Exercise prompt: Please rewrite the rows as a JSON list of strings, one string per row and no blank rows, starting with the row that contains "In the photograph above, where can the white" and going on through the row that contains "In the photograph below, where can the brick". Include both of those rows.

Exercise materials:
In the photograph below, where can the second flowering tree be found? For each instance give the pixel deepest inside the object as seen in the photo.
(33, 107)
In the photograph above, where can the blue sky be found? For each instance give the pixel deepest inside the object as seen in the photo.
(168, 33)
==
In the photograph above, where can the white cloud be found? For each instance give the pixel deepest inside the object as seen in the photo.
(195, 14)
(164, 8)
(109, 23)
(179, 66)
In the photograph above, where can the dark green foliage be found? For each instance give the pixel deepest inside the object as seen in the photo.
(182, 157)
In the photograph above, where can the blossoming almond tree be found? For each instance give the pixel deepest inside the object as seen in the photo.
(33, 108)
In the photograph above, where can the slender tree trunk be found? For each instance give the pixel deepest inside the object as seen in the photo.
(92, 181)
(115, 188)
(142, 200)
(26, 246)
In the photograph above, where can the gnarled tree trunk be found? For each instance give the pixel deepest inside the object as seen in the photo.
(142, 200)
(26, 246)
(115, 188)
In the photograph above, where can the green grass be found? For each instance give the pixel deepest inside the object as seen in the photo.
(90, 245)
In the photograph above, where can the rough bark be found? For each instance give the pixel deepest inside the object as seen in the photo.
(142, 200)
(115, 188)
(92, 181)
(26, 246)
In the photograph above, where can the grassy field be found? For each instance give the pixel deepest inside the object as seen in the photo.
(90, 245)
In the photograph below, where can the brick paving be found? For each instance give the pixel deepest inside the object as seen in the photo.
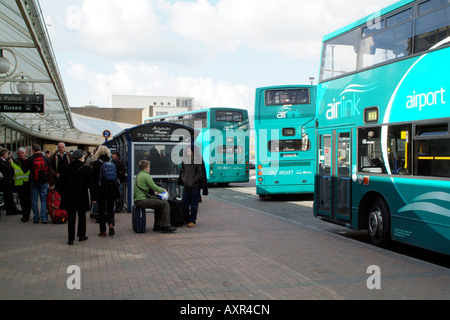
--
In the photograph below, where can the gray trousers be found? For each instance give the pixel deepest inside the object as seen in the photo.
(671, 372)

Task answer:
[
  "In the photograph above, where can the white cloud be found? For each instance give the pixel deepest inside the object as seen in the photo.",
  "(195, 14)",
  "(164, 8)",
  "(109, 23)",
  "(179, 66)",
  "In the photograph above, where can the dark green foliage be found? For each instance give the pixel deepest inside the object as seen in the photo.",
  "(182, 157)",
  "In the photograph above, where can the blossoming almond tree be found? For each instance give the pixel deepest inside the object as seen in the photo.",
  "(33, 108)",
  "In the photograph above, where can the slender tree trunk be found? For each instance give the pixel deepest inside the object as seen in the photo.",
  "(92, 181)",
  "(115, 188)",
  "(142, 200)",
  "(26, 246)",
  "In the photograph above, where can the gnarled tree trunk be found? For each instance give the pixel deepest inside the object as seen in the photo.",
  "(142, 200)",
  "(26, 246)",
  "(115, 188)",
  "In the photograph above, where can the green grass be found? For each instance give the pixel deepest inside the object as seen in the photo.",
  "(90, 245)",
  "In the photograph above, where can the rough bark be found? For each instance give the pixel deepest inside the object as seen in the photo.",
  "(142, 200)",
  "(115, 188)",
  "(92, 181)",
  "(26, 246)",
  "In the photograph above, where can the grassy field be found? For each instance give the pixel deepest inside the object as seen in the photo.",
  "(90, 245)",
  "In the photograph below, where can the brick paving be found? For each instance give the pixel deepest inside the object as seen in the photo."
]